Stored items:
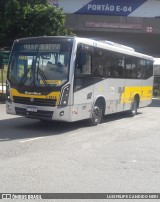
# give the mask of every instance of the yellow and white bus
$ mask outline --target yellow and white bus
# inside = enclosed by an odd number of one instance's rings
[[[6,86],[9,114],[97,125],[151,103],[153,58],[110,41],[24,38],[13,44]]]

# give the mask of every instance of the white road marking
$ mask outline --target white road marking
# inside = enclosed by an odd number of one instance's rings
[[[22,140],[22,141],[20,141],[20,143],[29,142],[29,141],[34,141],[34,140],[38,140],[38,139],[42,139],[42,138],[44,138],[44,137],[36,137],[36,138],[28,139],[28,140]]]

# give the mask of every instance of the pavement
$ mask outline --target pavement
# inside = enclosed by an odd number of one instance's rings
[[[159,117],[158,99],[96,127],[8,115],[1,104],[1,192],[159,193]]]
[[[0,117],[1,117],[0,120],[5,119],[6,116],[7,116],[7,114],[6,114],[6,104],[2,103],[0,101]]]

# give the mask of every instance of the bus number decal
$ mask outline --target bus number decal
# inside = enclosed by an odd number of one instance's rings
[[[57,99],[56,96],[48,96],[48,98],[51,99],[51,100],[56,100]]]

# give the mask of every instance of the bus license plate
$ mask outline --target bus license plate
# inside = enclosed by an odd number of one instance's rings
[[[37,107],[27,107],[27,112],[37,112]]]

▶ TASK REQUIREMENTS
Lines with the word "target" in them are the answer; report each one from the data.

▶ RESULT OF THIS TASK
$ mask outline --target yellow and white bus
$ mask outline --target white road marking
$ mask outline --target pavement
$ mask outline --target bus number decal
$ mask outline --target bus license plate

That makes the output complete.